| DOCUMENT PASSAGE |
— Begin —

Wednesday, August 24, 2005

Personal Inventories and Piggy Banks

Whilst reading through some collections of old David Allen essays I've culled from his newsletter, I ran across one intriguing nugget that went something like this: Every now and then, take a top-to-bottom inventory of your assets, your processes, your systems. Everything from the shirts in your drawer to the way you pay your bills and so on.

As I moved through my routines, I evaluated what traveled through my hands. I got rid of some old clothes, piled up all the magazines in my closets into one big pile (I remember that big pile when I'm tempted to buy a new magazine).

And of all things, I re-evaluated my need for my battery-powered automatically sorting loose-change bank. I've had banks like this in one form or another for nearly 10 years; it made it awfully fun to save my spare change. I got the coin wrappers from the bank and happily rolled my pennies, dime, nickels, and quarters until I had about $20 or so. Then I'd put them in a little ziploc, take them to bank, and exchange them for folding money.

That's usually when the process got troubled: if I didn't make it to the bank that day, I was left hauling around a little bag of heavy change everywhere. Then, when I joined the credit union, I discovered that they wanted my account number written on every roll before they'd cash them. And sometimes going by the bank (a bank different from my credit union) that would cash them without any quibbles meant disrupting my workday schedule so I could get to the bank before it closed. (And bring them inside please! No coin rolls allowed in the drive-through lanes.)

But what else to do?

Well, after several years of walking past that green Coinstar machine at the Harris Teeter, I decided to try it. It wasn't without its problems: so many people have used it that the buttons don't respond so niftily and so I kept trying different ways of pressing them to get them to take, and Coinstar takes about 8 cents on the dollar or something like that for its trouble.

But you know what? It works. Since I go to HT every Sunday morning to do the weekly grocery shopping, I wasn't travelling out of my way. The receipt that's dispensed can be exchanged for cash at the register or (what I discovered on my last trip) I can put it toward my grocery bill. Talk about convenience--no more wrestling coins into wrappers, driving to the bank, waiting in line. It's worth whatever minimal charge Coinstar takes to make that little nothing routine run much more smoothly.

The coin bank was donated last week along with the clothes. Now I have a nice-sized jelly jar that holds my loose change and I'm enjoying a lot more space on the top of my bureau. Such a tiny thing, but it feels good to get something right.

Monday, August 15, 2005

In case you needed another reason to join the ACLU

The Transportation Security Administration maintains "no-fly lists" of people whose names match those of suspected terrorists. As this article reports, the now officially brain-dead TSA maintains lists that include babies under 2 years old.

— End —

| PROVIDED MATERIAL |

— Begin —

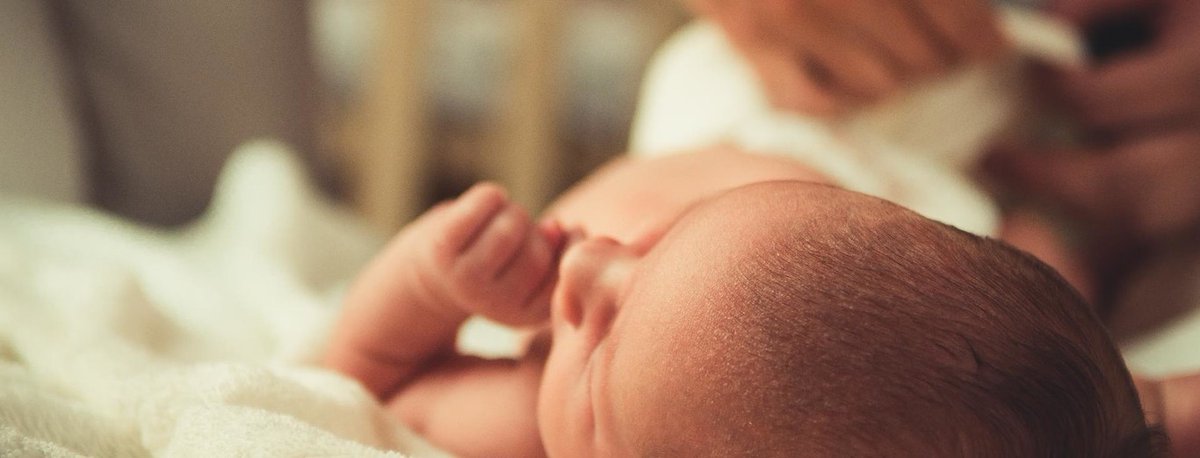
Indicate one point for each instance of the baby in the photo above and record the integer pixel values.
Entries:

— End —

| AIM OF THE TASK |
Return the stretch of the blog post on personal inventories from "Personal Inventories and" through "bills and so on.", word for word. The listing has nothing to do with the blog post.

| EXERCISE SOLUTION |
Personal Inventories and Piggy Banks

Whilst reading through some collections of old David Allen essays I've culled from his newsletter, I ran across one intriguing nugget that went something like this: Every now and then, take a top-to-bottom inventory of your assets, your processes, your systems. Everything from the shirts in your drawer to the way you pay your bills and so on.